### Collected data

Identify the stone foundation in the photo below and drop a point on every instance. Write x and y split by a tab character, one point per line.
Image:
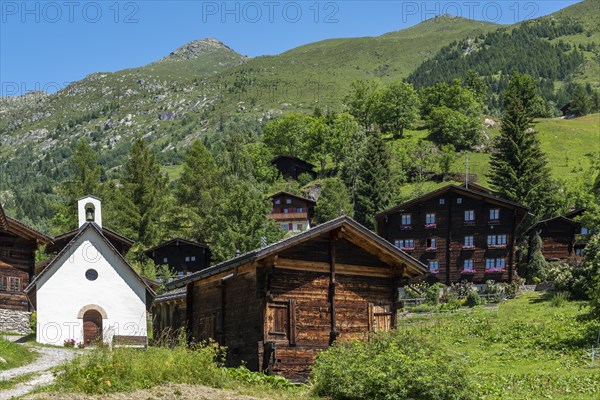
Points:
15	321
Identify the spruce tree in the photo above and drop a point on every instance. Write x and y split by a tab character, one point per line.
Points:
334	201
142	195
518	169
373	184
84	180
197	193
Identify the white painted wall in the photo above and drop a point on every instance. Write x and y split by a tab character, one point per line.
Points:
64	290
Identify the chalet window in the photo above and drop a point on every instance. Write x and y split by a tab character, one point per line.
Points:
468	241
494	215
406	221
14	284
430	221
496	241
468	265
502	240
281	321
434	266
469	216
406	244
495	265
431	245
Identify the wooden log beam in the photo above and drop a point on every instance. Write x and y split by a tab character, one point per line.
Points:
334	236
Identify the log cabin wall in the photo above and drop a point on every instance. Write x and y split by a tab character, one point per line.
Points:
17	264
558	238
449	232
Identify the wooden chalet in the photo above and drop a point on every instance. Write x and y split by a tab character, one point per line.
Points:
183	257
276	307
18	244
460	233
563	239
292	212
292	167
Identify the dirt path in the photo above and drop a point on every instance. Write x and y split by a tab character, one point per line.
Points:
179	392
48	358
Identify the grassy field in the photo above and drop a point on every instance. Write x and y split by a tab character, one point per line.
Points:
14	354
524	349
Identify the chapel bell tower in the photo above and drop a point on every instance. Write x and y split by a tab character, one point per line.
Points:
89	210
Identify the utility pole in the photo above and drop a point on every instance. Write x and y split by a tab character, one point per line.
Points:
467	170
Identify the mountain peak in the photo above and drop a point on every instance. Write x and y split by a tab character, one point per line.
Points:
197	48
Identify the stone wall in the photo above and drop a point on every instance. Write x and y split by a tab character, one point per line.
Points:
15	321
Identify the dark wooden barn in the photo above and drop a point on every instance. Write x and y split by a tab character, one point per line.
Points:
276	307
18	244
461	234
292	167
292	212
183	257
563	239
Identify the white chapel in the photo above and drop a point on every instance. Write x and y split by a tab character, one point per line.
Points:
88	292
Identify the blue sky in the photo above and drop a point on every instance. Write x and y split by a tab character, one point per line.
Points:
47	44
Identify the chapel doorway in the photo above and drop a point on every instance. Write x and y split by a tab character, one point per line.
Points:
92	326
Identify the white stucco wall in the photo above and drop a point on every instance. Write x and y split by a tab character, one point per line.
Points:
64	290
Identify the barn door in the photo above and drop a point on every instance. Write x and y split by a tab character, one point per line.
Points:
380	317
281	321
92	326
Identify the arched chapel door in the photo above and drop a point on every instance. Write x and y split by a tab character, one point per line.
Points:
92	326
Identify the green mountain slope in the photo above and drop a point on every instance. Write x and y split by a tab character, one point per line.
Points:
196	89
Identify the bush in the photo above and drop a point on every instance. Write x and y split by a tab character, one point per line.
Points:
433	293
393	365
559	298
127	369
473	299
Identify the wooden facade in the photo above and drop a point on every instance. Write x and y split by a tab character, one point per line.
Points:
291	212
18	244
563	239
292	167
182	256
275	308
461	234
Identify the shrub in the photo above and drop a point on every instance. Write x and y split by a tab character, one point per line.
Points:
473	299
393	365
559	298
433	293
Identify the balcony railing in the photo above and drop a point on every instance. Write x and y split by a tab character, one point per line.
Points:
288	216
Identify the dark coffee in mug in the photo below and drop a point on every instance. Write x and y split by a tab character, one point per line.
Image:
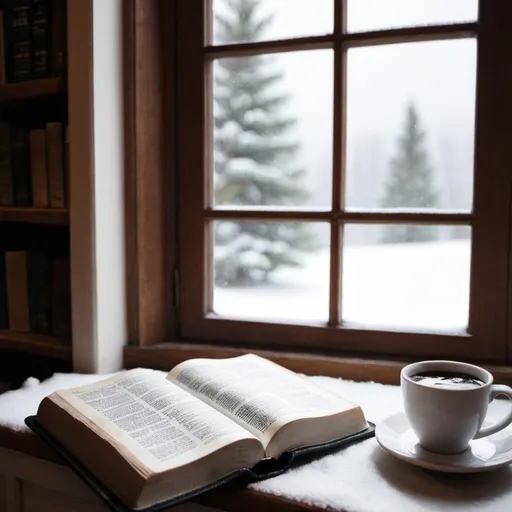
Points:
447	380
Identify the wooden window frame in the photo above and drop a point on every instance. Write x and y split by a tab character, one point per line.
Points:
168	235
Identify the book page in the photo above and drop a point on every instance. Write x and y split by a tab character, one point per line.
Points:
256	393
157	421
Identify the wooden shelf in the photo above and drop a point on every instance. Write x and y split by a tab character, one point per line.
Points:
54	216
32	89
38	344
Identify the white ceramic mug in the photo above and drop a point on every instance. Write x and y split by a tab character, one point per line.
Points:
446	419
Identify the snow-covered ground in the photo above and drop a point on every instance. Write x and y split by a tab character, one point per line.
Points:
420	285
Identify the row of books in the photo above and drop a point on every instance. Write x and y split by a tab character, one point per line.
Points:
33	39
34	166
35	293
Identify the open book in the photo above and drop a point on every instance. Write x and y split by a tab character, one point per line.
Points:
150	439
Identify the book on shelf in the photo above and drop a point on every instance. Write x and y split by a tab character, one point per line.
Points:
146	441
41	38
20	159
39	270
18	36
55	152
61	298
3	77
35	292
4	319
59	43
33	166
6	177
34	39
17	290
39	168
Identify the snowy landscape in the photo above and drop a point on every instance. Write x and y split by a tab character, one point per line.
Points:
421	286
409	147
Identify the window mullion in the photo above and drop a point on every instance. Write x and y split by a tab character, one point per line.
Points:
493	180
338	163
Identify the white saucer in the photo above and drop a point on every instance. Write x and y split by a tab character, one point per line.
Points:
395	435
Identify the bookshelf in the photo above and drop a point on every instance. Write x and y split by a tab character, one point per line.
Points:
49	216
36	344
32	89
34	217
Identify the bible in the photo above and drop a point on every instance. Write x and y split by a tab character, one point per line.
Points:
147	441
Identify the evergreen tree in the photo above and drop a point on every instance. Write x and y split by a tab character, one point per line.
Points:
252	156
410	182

* * *

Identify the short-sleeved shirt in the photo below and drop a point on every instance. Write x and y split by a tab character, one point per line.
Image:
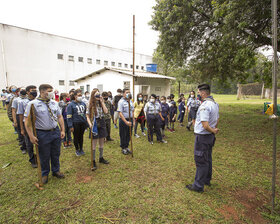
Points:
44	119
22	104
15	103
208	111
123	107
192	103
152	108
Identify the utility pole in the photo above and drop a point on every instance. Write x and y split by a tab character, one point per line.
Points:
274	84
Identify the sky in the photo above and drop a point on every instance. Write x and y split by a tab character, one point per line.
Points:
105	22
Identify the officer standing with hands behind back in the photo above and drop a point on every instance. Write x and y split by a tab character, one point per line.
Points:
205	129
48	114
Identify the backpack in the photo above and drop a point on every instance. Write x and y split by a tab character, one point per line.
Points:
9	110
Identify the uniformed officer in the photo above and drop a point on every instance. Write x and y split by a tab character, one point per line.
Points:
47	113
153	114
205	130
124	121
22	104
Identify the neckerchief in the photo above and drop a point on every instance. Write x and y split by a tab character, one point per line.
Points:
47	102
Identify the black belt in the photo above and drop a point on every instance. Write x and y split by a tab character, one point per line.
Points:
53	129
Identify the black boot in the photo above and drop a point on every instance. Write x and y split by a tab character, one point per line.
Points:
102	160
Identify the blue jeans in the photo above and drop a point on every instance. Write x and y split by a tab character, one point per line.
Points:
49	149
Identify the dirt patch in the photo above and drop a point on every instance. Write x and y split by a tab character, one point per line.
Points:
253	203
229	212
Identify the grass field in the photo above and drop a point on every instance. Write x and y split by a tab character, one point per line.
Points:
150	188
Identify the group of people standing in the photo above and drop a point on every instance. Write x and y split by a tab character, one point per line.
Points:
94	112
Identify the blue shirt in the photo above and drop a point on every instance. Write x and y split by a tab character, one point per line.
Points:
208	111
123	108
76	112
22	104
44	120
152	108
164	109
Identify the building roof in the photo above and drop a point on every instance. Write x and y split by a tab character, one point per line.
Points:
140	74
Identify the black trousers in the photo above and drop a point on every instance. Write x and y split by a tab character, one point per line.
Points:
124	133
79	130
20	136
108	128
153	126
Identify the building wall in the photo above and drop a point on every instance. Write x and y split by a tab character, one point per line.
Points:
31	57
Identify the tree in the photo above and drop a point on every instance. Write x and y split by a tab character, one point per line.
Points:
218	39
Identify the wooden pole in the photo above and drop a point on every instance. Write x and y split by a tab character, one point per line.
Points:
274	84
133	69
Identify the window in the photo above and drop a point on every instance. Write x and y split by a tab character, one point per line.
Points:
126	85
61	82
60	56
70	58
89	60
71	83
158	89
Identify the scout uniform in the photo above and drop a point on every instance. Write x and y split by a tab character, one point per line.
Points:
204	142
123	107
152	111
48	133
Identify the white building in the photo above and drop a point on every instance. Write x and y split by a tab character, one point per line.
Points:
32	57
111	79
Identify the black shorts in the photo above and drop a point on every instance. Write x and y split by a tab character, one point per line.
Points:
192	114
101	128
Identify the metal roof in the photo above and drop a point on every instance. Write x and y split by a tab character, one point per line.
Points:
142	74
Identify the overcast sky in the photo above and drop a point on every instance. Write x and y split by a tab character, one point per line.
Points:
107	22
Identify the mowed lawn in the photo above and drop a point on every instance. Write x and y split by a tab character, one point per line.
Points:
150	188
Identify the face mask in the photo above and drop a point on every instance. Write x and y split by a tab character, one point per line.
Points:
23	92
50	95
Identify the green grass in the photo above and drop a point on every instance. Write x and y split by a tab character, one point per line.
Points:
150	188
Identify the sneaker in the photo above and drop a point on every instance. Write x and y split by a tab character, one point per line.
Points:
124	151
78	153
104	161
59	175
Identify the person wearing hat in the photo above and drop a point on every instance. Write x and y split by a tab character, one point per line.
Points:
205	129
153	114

--

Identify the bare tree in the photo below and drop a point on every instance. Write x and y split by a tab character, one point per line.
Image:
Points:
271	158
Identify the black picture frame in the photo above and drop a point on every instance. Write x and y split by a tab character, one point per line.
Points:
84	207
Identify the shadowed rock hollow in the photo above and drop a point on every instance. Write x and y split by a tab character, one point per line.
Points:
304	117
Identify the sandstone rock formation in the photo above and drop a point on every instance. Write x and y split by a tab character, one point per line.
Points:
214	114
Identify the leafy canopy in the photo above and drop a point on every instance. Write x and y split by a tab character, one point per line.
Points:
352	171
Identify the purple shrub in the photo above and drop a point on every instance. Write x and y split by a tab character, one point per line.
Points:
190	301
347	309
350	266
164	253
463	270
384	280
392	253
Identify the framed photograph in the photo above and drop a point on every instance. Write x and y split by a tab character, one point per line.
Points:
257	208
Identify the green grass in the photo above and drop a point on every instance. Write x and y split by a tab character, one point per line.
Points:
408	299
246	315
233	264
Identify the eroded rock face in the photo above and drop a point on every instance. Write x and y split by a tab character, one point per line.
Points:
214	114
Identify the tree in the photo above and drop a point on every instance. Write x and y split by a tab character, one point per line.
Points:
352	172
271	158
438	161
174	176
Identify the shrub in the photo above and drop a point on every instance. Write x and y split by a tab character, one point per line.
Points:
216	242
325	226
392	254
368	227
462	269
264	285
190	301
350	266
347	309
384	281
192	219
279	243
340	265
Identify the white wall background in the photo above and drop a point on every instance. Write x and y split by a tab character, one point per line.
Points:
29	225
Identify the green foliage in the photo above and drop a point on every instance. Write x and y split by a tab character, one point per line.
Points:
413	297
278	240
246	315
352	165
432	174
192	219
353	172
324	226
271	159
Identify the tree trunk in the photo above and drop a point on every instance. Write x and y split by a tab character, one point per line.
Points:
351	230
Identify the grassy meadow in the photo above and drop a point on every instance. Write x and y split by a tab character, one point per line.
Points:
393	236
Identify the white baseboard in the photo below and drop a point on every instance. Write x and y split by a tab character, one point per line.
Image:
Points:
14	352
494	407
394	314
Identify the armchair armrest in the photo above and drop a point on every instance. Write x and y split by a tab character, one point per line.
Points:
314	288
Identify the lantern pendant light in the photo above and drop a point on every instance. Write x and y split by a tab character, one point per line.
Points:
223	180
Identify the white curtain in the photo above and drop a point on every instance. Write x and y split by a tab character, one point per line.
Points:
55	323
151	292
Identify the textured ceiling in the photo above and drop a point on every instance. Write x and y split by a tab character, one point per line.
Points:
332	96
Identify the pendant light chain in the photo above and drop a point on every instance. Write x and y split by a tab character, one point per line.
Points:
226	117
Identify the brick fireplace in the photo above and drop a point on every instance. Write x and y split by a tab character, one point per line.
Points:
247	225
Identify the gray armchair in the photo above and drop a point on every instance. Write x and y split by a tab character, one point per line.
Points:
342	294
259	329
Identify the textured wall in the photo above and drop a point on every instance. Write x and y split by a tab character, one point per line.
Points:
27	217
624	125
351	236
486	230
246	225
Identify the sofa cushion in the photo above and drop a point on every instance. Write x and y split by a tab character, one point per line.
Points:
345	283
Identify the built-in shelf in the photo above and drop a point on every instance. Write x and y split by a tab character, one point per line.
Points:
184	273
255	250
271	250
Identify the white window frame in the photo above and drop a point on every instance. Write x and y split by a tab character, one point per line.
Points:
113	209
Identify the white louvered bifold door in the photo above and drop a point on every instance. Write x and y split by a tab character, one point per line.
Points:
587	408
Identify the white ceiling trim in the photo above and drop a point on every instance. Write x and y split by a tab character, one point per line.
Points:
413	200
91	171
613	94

### Instructions to follow
Pull out every line of the records above that contains the string "field", matching case exactly.

### Result of this exercise
Identify the grassy field in the photo above and drop a point on every instance. Write x and y split by a tab character, one point per line.
Identify the grass field in the photo above and drop a point on every instance. Write x and y split by a tab character, one point per line.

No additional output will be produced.